* [PROMPT]: Copy out the entire news report on the Senate hearing with Kavanaugh and Ford, word for word.

====== SUPPLIED PASSAGE

Fiery Kavanaugh denies quiet accuser Ford in Senate showdown

Both Kavanaugh and Ford said the alleged assault and the storm of controversy that has erupted 36 years later had altered their lives forever. (Reuters)
Updated 28 September 2018

Fiery Kavanaugh denies quiet accuser Ford in Senate showdown

  • Ford recounted for the senators and a nationwide TV audience her long-held secret of the alleged assault in a locked room at a gathering of friends when she was just 15
  • Kavanaugh angrily denied her allegation, alternating a loud, defiant tone with near tears of his own

WASHINGTON: In an emotional day like few others in Senate history, California psychology professor Christine Blasey Ford quietly but firmly recounted her “100 percent” certainty Thursday that President Donald Trump’s nominee for the Supreme Court had sexually assaulted her when they were teenagers — and then Brett Kavanaugh defiantly testified he was “100 percent certain” he did no such thing.
That left senators to decide whether the long day tipped their confirmation votes for or against Trump’s nominee in a deeply partisan fight with the future of the high court and possibly control of Congress in the balance.
Showing their own certainty, Republicans quickly scheduled a recommendation vote for Friday morning in the Senate Judiciary Committee, where they hold n 11-10 majority. They’re hoping for a final Senate roll call next week, seating Kavanaugh on the court for the Oct. start of its new term.
In the committee’s packed hearing room for hour upon hour Thursday, both Kavanaugh and Ford said the alleged assault and the storm of controversy that has erupted 36 years later had altered their lives forever and for the worse — perhaps the only thing they agreed on during their separate testimony marked by a stark contrast of tone and substance.

============
====== RAW DATA

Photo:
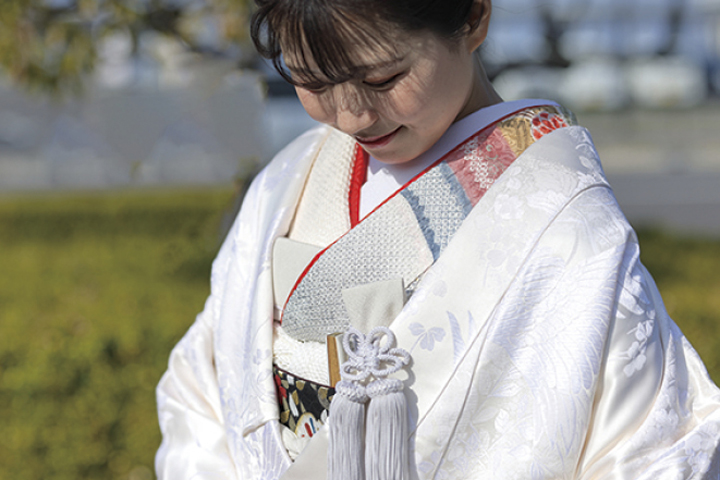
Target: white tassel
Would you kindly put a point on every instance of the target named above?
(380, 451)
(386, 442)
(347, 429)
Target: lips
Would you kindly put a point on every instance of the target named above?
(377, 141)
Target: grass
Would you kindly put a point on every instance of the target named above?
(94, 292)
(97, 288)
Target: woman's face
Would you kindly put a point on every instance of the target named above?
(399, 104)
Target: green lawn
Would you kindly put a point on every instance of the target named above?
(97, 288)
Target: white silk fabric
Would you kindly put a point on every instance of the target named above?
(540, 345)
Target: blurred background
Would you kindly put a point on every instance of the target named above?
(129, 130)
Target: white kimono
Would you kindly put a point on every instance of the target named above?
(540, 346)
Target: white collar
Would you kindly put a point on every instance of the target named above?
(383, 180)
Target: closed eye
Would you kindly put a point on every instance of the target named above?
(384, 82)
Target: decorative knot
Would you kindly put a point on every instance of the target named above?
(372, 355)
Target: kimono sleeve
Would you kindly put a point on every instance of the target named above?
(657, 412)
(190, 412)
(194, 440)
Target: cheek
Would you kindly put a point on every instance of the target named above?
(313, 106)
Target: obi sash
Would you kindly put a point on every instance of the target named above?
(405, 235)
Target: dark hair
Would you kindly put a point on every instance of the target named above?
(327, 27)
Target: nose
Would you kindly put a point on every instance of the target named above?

============

* [EXERCISE ANSWER]:
Fiery Kavanaugh denies quiet accuser Ford in Senate showdown

Both Kavanaugh and Ford said the alleged assault and the storm of controversy that has erupted 36 years later had altered their lives forever. (Reuters)
Updated 28 September 2018

Fiery Kavanaugh denies quiet accuser Ford in Senate showdown

  • Ford recounted for the senators and a nationwide TV audience her long-held secret of the alleged assault in a locked room at a gathering of friends when she was just 15
  • Kavanaugh angrily denied her allegation, alternating a loud, defiant tone with near tears of his own

WASHINGTON: In an emotional day like few others in Senate history, California psychology professor Christine Blasey Ford quietly but firmly recounted her “100 percent” certainty Thursday that President Donald Trump’s nominee for the Supreme Court had sexually assaulted her when they were teenagers — and then Brett Kavanaugh defiantly testified he was “100 percent certain” he did no such thing.
That left senators to decide whether the long day tipped their confirmation votes for or against Trump’s nominee in a deeply partisan fight with the future of the high court and possibly control of Congress in the balance.
Showing their own certainty, Republicans quickly scheduled a recommendation vote for Friday morning in the Senate Judiciary Committee, where they hold n 11-10 majority. They’re hoping for a final Senate roll call next week, seating Kavanaugh on the court for the Oct. start of its new term.
In the committee’s packed hearing room for hour upon hour Thursday, both Kavanaugh and Ford said the alleged assault and the storm of controversy that has erupted 36 years later had altered their lives forever and for the worse — perhaps the only thing they agreed on during their separate testimony marked by a stark contrast of tone and substance.